Retype the complete listing exactly as it appears.

_Records for the exercise_
────────────────────────────────────────

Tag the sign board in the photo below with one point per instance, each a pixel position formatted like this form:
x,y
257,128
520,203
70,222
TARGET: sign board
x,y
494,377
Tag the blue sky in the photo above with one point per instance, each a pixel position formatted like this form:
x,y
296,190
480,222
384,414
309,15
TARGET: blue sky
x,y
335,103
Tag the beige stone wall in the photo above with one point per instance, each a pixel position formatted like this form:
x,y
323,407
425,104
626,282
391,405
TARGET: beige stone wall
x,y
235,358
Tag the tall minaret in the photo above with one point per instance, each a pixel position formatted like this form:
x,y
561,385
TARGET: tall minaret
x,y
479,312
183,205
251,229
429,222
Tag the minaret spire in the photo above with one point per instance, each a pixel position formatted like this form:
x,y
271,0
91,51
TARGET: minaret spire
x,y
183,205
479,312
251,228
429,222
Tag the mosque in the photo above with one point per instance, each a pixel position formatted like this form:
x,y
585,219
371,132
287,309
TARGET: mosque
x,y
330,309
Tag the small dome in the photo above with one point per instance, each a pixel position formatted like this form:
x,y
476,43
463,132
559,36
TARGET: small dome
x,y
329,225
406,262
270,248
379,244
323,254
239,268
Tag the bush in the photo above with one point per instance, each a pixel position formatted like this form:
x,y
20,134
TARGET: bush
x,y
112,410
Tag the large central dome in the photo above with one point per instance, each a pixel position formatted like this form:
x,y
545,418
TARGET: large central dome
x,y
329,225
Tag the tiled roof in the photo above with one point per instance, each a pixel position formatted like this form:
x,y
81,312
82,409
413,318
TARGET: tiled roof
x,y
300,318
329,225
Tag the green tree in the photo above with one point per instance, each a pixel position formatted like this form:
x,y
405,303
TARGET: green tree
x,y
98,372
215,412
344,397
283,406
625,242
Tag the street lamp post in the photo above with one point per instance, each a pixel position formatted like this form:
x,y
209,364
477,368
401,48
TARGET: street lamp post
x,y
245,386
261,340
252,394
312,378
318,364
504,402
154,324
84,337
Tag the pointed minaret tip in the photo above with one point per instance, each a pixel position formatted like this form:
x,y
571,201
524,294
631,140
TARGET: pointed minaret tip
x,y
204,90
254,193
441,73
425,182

────────────────────────────────────────

_Worked answer_
Tag the sign board in the photo below with one point per instance, each a pixel position formatted like this form:
x,y
257,128
520,203
70,222
TARGET: sign board
x,y
494,377
Tag the blue sky in the photo above with one point per instance, each a pixel position formatted like this form:
x,y
296,190
480,222
384,414
309,15
TARGET: blue sky
x,y
335,103
Tag the beige stone wall in the photo above with one point per instance, each a pixel position formatted like this form:
x,y
323,407
425,104
626,282
391,405
TARGET: beige stone wall
x,y
235,358
Tag the tall minaret in the photo above with one point per instance, each a pixel position formatted like this form:
x,y
561,385
TARGET: tall minaret
x,y
479,312
183,205
251,229
429,222
Tag the minaret spire in the photo above with one point per instance, each a pixel position formatted like this form:
x,y
271,0
91,51
TARGET: minaret spire
x,y
183,205
479,312
251,228
429,222
Tag the mosque in the photo above with one point per instance, each a pixel position formatted like this form:
x,y
585,219
371,132
287,309
TARGET: mosque
x,y
330,309
Tag the small dome in the photo above with one point per instance, each a pixel position formatted like this form:
x,y
476,43
463,132
559,36
TARGET: small dome
x,y
329,225
406,262
270,248
379,244
323,254
239,268
Tag the bush in the photo above with one point per instance, each a pixel position formatted like this form:
x,y
20,134
TARGET: bush
x,y
112,410
Tag the large central dome in the photo above with one point per instance, each a pixel position formatted like this form:
x,y
545,418
TARGET: large central dome
x,y
329,225
Tag the tiled roof in the photo above with one point per instance, each a pixel position formatted like this form:
x,y
81,312
82,409
413,318
TARGET: tiled roof
x,y
300,318
329,225
Tag the green tree in the photo above with one point per instance, each a pixel position formatted like this form:
x,y
405,303
TARGET: green tree
x,y
98,372
215,412
344,397
283,406
625,242
Tag the street lamp post in the photo above with one point per instance, each a pixel position formatted like this form:
x,y
209,364
477,368
401,48
TARGET: street lamp post
x,y
245,386
261,340
252,394
312,378
318,364
504,402
154,324
84,337
Tag the pointed minaret tip in the photo above with one point per instance, each a pixel position formatted like this form:
x,y
571,201
524,294
631,140
TARGET: pointed minaret tip
x,y
204,90
254,193
441,73
425,182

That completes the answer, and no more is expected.